■ **TEXT PROVIDED**
+ + + + +

The infection COVID-19 is associated with an increased subsequent - up to a year later - risk of developing mental health problems, such as anxiety, depression, alcohol and other addictive substance abuse, sleep disturbance, suicidal thoughts, etc., according to a major new American scientific study. The study, the most comprehensive of its kind to date, points out that the mental health of those who have become ill with coronavirus, whether severe or mild, should be considered a priority issue, and in the long term.
The researchers, led by Dr. Ziyad-Al-Ali of Washington University School of Medicine and the Veterans Health System Clinical Epidemiology Center in St. Louis, who published the paper in the British Medical Journal (BMJ), analyzed data on nearly 156.000 people with an average age of 63 years who had been diagnosed as coronavirus positive and either hospitalized or not, as well as two control groups of 5.6 and 5.8 million people without Covid-19.
The study compared the mental health of the three groups over one year and found that those who had been through Covid-19 were generally 60% more likely to be diagnosed with a mental health problem or prescribed a psychiatric drug later on. For those who in particular had been hospitalized due to coronavirus, the risk of subsequent mental health disorders was increased by 86%.
People who were sick with coronavirus were 35% more likely to later suffer from anxiety disorders, almost 40% more likely to develop depression and 55% more likely to take antidepressants, as well as 65% more likely to use benzodiazepines to treat anxiety. They were also 41% more likely to suffer from sleep disorders, 80% from neurocognitive impairment (memory loss, confusion, difficulty concentrating, etc.) and 46% from suicidal thoughts, and were 34% more likely to have disorders due to opioid abuse and 20% non-opioid (e.g. alcohol).

+ + + + +

■ **USING THE INFORMATION**
(a) Update the COVID-19 mental health article from "The researchers, led" to "people without Covid-19.", inclusive, changing "researchers" to "scientists".
(b) Go on writing the article about COVID-19 and later mental health problems, starting after its final sentence.

+ + + + +

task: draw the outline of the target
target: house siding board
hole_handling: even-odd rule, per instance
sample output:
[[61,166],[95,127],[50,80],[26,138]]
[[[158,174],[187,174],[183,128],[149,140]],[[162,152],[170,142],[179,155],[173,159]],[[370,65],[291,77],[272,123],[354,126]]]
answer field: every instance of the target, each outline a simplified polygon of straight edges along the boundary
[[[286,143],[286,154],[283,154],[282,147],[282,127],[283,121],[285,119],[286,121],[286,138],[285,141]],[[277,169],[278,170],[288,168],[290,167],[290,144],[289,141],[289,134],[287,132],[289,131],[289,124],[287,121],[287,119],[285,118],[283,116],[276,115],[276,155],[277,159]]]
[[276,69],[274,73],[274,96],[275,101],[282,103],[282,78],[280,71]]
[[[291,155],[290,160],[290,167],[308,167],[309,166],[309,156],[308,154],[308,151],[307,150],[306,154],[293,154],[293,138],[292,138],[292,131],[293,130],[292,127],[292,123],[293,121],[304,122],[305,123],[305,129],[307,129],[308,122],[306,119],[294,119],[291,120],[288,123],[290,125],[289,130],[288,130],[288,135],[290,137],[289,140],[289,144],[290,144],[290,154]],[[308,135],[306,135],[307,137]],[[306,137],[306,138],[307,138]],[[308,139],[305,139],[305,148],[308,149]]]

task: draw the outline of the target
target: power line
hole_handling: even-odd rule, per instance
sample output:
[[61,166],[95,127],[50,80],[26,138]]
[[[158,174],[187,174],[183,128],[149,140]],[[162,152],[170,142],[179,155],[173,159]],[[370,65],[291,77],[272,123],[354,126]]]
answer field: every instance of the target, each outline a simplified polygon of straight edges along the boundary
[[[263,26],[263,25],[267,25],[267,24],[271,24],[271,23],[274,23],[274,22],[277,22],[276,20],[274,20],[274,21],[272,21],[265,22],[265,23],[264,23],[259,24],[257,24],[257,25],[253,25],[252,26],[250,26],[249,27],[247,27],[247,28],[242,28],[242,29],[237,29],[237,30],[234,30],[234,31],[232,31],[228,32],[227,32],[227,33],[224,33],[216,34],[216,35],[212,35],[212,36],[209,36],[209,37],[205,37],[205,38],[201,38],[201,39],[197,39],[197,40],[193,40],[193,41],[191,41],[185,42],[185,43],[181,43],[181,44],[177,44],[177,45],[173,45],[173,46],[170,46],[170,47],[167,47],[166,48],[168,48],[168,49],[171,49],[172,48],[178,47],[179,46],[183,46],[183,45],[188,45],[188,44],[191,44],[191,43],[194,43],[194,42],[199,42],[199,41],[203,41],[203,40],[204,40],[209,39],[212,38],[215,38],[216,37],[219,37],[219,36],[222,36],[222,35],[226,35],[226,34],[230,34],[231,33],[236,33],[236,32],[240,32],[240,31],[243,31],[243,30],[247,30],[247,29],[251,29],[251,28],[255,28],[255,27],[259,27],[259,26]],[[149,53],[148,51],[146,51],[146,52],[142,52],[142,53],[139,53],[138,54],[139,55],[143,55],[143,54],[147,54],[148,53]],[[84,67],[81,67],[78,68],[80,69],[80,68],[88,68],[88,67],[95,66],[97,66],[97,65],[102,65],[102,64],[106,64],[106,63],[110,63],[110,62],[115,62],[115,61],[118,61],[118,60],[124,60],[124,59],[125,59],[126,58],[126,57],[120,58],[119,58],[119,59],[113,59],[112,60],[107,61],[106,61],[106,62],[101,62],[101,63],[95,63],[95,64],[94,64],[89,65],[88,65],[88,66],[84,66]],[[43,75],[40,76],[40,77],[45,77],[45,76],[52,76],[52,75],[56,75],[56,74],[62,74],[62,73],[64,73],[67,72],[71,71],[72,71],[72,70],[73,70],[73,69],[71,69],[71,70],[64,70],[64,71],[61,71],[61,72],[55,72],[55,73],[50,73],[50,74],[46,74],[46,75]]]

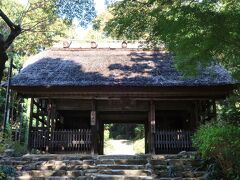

+ + + + +

■ **YOUR RESPONSES**
(a)
The scientists, led by Dr. Ziyad-Al-Ali of Washington University School of Medicine and the Veterans Health System Clinical Epidemiology Center in St. Louis, who published the paper in the British Medical Journal (BMJ), analyzed data on nearly 156.000 people with an average age of 63 years who had been diagnosed as coronavirus positive and either hospitalized or not, as well as two control groups of 5.6 and 5.8 million people without Covid-19.

(b)
Covid-19 was associated with 24 more people per 1,000 with sleep disorders, 15 per 1,000 with depression, 11 per 1,000 with neurocognitive impairment and 4 per 1,000 with non-opioid substance abuse. The risk to mental health was higher in people who had required hospital admission following coronavirus infection, but also applied to those who had not been hospitalised due to Covid-19.
Also, mental health problems were more common in people with Covid-19 than in those who had had the flu, as it was compared with a group of 72,707 people who had had flu, of whom almost 12,000 had been hospitalised. The risk of mental health problems was 27% and 45% higher for those who had experienced mild and severe Covid-19 respectively, compared to those with influenza. “This will hopefully dispel the perception that Covid-19 is like the flu. It's something much more serious,” Dr Al-‘Ali said.
Given that more than 416 million people in the world have now been diagnosed with coronavirus, the researchers noted that «Covid-19 infections have probably contributed to more than 14.8 million new cases of mental health disorders worldwide». Al-Ali added that “these calculations do not include an untold number of people, probably several million, who suffer in silence because of mental health stigma or lack of resources and support. Indeed, we expect the problem to get worse because the incidence seems to increase over time. Frankly, the scale of this mental health crisis is terrible and sad.”.